- **INSTRUCTIONS TO FOLLOW**
How would the piece on the US Federal Reserve's new policy statement continue after its final sentence? Write the next few paragraphs.

(GIVEN TEXT)

LONDON – The US Federal Reserve’s new policy statement will, as usual, be analyzed in excruciating detail in the days ahead, as investors seek guidance on when and how quickly interest rates will be raised. Notably, the word “patient” does not appear, and the Fed has signaled that it may raise its benchmark rate as early as June. But the particular wording is far less telling than the context in which the statement is being released.
In fact, uncertainty about monetary policy in the United States has been the leading driver of financial-market volatility this year. After all, the potential effect of interest-rate hikes on the US yield curve has a major impact on the pricing of all global assets.

(End GIVEN TEXT)
(SUPPLIED RECORDS)

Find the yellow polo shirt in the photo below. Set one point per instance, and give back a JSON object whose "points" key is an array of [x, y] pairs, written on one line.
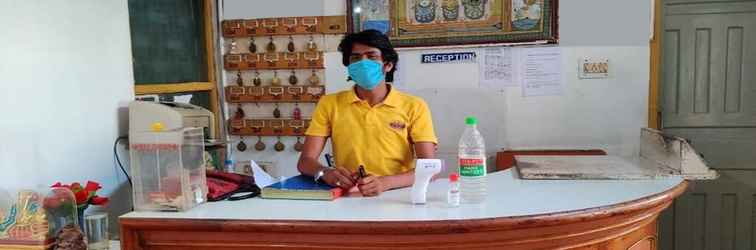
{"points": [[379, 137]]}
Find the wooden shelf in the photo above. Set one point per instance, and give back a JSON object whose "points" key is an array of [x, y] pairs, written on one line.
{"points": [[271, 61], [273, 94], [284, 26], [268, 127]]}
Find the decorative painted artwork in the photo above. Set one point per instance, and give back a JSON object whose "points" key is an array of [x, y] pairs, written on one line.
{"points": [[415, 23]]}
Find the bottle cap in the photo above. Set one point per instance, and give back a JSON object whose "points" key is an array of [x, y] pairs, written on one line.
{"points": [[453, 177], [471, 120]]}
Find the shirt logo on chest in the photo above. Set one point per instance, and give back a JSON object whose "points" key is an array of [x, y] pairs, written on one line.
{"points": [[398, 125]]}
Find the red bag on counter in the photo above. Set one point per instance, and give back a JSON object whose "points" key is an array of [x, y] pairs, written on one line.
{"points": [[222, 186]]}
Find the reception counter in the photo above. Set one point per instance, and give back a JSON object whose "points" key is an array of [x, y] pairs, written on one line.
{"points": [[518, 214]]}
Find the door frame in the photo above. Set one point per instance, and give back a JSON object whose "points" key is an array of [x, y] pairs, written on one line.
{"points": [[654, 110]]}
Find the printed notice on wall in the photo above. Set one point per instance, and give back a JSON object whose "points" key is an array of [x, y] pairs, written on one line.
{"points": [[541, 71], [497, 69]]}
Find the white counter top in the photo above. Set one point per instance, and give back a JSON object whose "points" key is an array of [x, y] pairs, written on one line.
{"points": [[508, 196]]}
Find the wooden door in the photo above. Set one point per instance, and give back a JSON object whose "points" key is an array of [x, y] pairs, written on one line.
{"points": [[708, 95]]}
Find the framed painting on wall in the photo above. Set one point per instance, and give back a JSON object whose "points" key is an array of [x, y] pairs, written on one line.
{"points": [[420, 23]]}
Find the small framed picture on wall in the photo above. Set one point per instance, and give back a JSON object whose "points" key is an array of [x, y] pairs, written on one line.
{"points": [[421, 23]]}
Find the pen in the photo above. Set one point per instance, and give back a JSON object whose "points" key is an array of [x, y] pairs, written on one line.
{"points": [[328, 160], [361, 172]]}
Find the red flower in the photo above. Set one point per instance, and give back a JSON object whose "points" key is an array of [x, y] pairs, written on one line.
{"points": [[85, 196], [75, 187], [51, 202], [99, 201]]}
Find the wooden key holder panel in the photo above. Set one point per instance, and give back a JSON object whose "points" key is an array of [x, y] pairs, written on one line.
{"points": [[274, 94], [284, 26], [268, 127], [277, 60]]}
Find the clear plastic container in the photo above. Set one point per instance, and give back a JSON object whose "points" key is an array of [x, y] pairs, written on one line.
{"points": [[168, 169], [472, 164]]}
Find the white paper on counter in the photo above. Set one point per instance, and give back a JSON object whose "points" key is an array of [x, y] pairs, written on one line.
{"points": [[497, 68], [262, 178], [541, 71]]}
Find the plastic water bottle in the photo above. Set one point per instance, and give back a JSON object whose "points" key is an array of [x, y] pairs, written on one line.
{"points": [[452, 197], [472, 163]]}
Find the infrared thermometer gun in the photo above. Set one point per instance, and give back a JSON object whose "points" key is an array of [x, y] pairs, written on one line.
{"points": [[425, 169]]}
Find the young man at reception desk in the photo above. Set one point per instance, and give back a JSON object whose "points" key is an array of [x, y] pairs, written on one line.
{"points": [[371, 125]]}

(End SUPPLIED RECORDS)

- **EXERCISE RESPONSE**
But three factors suggest that investors are over-emphasizing the risk of a curve re-pricing. First, economic developments will likely lead the Fed to exhibit caution when it comes to the process of raising interest rates. Second, even if the Fed acts quickly, investor appetite for returns will anchor yields. Third, the technical features of the market will ensure strong demand for US Treasury bills.
Let us begin with the relevant economic developments. The consensus nowadays is that the US economy is growing steadily, with the leading indicators pointing toward further expansion, and labor-market data surpassing expectations. Job creation is strong, with total non-farm payroll employment having increased by 295,000 in February and the unemployment rate falling yet again, to just 5.5%.